## What is expected
Type out each of the records below word for word, leaving out the pictures.

>> start Data supplied

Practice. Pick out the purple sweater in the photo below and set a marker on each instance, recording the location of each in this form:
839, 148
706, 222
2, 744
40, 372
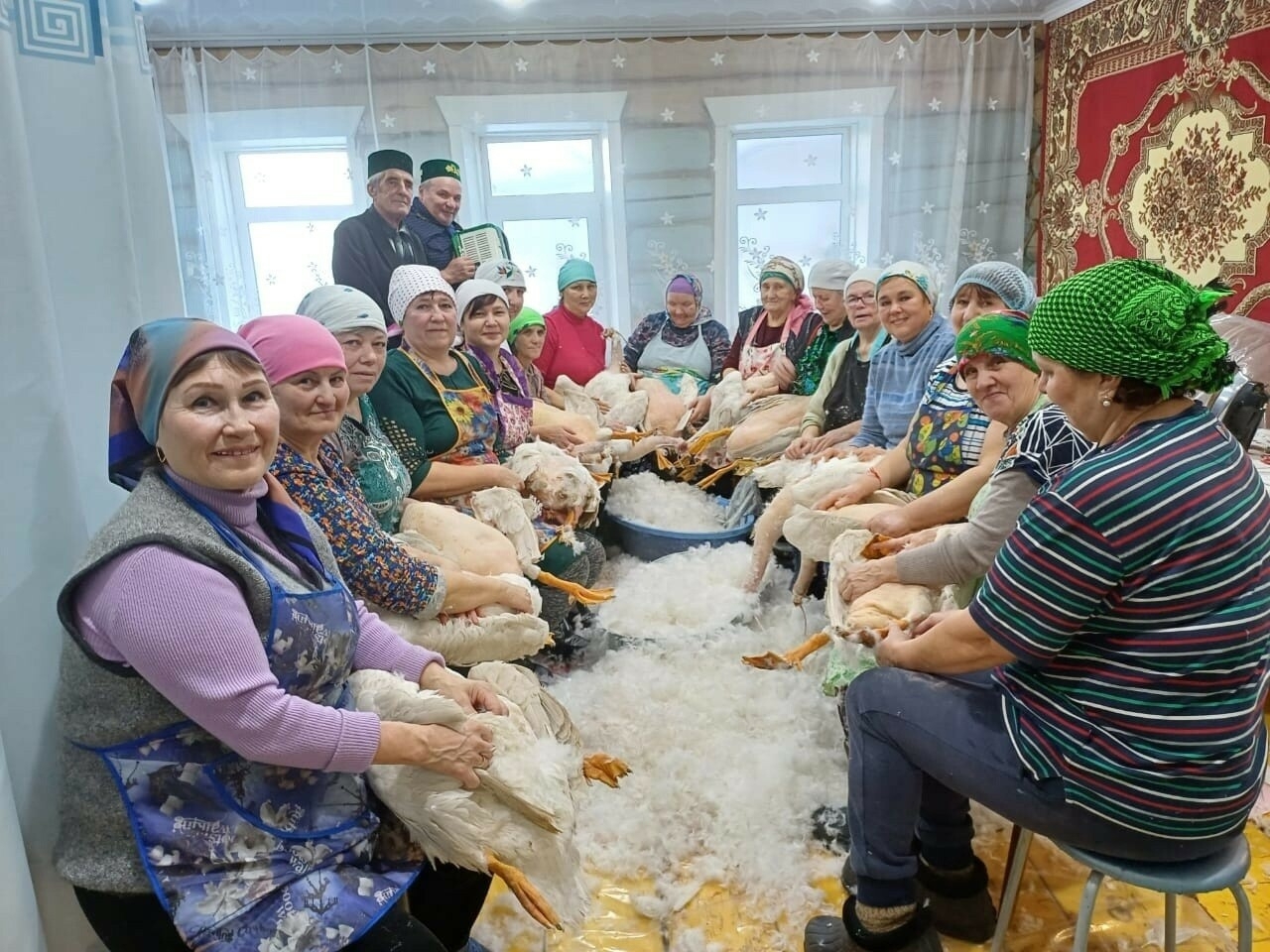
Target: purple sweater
186, 629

>> end Data supplied

## Expected answer
Practice. Pick out the purple sweater in the photo below and set a marker on each instance, recording the location of each in this form:
839, 148
706, 222
2, 744
40, 372
Target: purple sweater
186, 629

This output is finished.